** Opening Available data block **

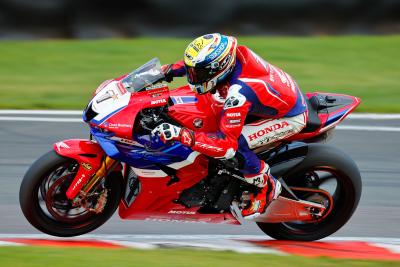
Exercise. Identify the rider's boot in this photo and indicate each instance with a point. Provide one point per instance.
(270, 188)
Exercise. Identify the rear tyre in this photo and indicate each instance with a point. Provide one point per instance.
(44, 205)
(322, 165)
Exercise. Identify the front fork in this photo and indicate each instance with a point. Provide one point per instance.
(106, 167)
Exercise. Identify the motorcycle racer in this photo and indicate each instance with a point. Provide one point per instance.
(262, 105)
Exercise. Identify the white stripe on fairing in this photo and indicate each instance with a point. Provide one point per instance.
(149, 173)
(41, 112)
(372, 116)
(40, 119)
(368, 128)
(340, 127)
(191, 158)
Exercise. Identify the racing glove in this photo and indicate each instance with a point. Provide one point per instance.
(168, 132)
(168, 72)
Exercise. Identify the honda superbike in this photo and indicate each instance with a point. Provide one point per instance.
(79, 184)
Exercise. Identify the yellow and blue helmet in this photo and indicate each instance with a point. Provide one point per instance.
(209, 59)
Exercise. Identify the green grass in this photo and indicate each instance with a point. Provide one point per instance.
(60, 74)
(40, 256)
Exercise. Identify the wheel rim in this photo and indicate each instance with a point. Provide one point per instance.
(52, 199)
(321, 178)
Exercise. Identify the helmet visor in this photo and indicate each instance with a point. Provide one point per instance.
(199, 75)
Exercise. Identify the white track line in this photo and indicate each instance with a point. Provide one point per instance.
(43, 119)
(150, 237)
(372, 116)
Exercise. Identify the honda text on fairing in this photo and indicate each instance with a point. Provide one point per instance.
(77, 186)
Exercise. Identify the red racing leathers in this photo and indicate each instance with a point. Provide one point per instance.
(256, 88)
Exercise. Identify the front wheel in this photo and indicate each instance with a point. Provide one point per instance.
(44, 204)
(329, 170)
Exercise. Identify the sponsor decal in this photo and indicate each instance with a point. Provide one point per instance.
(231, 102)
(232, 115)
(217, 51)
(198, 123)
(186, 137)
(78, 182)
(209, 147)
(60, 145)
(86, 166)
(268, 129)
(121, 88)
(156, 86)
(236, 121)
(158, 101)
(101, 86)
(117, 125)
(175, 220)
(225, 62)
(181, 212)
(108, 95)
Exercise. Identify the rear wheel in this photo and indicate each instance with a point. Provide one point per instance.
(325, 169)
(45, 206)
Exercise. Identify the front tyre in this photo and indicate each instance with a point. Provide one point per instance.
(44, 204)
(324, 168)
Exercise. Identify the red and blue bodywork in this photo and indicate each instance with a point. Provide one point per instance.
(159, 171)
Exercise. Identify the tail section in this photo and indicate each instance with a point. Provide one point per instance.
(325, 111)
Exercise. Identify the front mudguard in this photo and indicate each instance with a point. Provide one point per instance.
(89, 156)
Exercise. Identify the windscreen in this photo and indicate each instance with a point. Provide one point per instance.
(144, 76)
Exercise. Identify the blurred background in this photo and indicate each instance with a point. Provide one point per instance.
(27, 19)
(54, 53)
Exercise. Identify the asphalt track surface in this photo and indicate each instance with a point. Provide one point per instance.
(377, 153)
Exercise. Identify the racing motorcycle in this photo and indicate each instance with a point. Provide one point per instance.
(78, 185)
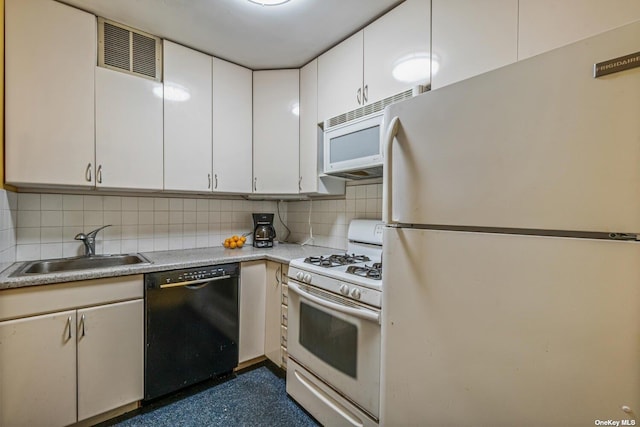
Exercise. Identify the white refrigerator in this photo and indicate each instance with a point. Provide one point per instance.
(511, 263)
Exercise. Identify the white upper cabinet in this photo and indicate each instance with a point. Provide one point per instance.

** Closing Available data block **

* [Description of the task] Above are the records; return them exactly, minus the pictures.

* [Answer space]
Exercise. Identify the rider's boot in this photo and indicate each instance with a point. Provide one point per instance.
(270, 188)
Exercise. Identify the rear tyre in this photo and indicate each instance with a point. Provide one point per instance.
(44, 205)
(322, 165)
Exercise. Identify the front fork in this photo and indicate each instance with a point. Provide one point per instance.
(106, 167)
Exercise. Identify the motorcycle racer in this photo and indicate each instance with a point. Provide one point per instance.
(262, 105)
Exercise. Identify the white stripe on fairing in this photo and indicate each instance with a point. Provide one point per instance.
(149, 173)
(41, 112)
(372, 116)
(40, 119)
(368, 128)
(340, 127)
(191, 158)
Exercise. Identify the racing glove in this photo and indicate each instance with a point. Provide one point per instance.
(168, 132)
(168, 72)
Exercise. Identify the honda superbike in this photo and indicate each instance with a point. Provide one point per instance.
(79, 184)
Exercise. Identify the yellow and blue helmet in this photo and indicate each instance with a point. Provide one point per instance.
(209, 59)
Exercise. Identify the green grass in this photo and indicate each instance with a point. Provide one point per instance.
(60, 74)
(40, 256)
Exercise. Identify the wheel rim in this photo and indicate each instance with a point. Provide one point per instance.
(52, 199)
(321, 178)
Exercise. Identify the helmet visor in this photo and indicate each instance with a point. Provide one point per instance.
(199, 75)
Exercise. Identify the white track line in this photo and indicate each instance with a point. Provide one point per instance.
(43, 119)
(150, 237)
(372, 116)
Exercise. Identify the honda text on fairing in this photo and indicate each instance with a point. Provide one point per instance.
(77, 186)
Exercise. Identify the red racing leathers in this photo and indicate each instance with a point. Provide one point per instance.
(256, 88)
Exercise. Identify the front wheel in this photo and indicate each instance with a point. Provide one point per instance.
(44, 204)
(329, 170)
Exercise. Identify the sponsor decal in this photo and indicate each instance with a point. Provide one point per instance.
(231, 102)
(232, 115)
(217, 51)
(198, 123)
(186, 137)
(78, 182)
(209, 147)
(60, 145)
(86, 166)
(268, 129)
(121, 88)
(156, 86)
(236, 121)
(158, 101)
(101, 86)
(117, 125)
(175, 220)
(225, 62)
(181, 212)
(108, 95)
Exercise. Identify the rear wheel in this photo and indicate each instance with a point. Provide one point per instance.
(325, 169)
(45, 206)
Exercise. Identify the front tyre in this photo and indicate each instance with a point. Provide one point per instance.
(44, 204)
(324, 168)
Exercise. Identify the red and blue bodywork in this photo and indicate each instance with a point. Provide one point per instance.
(159, 171)
Exercise. Identify the tail section in this photo and indicate each instance with a point. Provide one point per instance.
(325, 111)
Exercise. Identify the front mudguard in this photo and indicate each instance with a point. Provide one point per instance.
(89, 156)
Exercise. Identify the windscreen in this photo and indicate each instance with a point. Provide one point per instance.
(144, 76)
Exercise. Identify the blurred background in this photo and indicate each instance with a point. Provide one point per instance.
(27, 19)
(54, 53)
Exercise. Identify the asphalt track surface in this photo and indicate each instance with a point. Provide one point per instance.
(377, 153)
Exercise. Identify the racing motorcycle in this photo and indicate each instance with a point. Provide one point per instance.
(78, 185)
Exercise. Identify the white refrigerator in this photo and indicate each instance with a point. Provide one point per instance.
(511, 263)
Exercise. Identify the white upper cabinet in this photo and indicate each instance with a point. Provide one point per instance.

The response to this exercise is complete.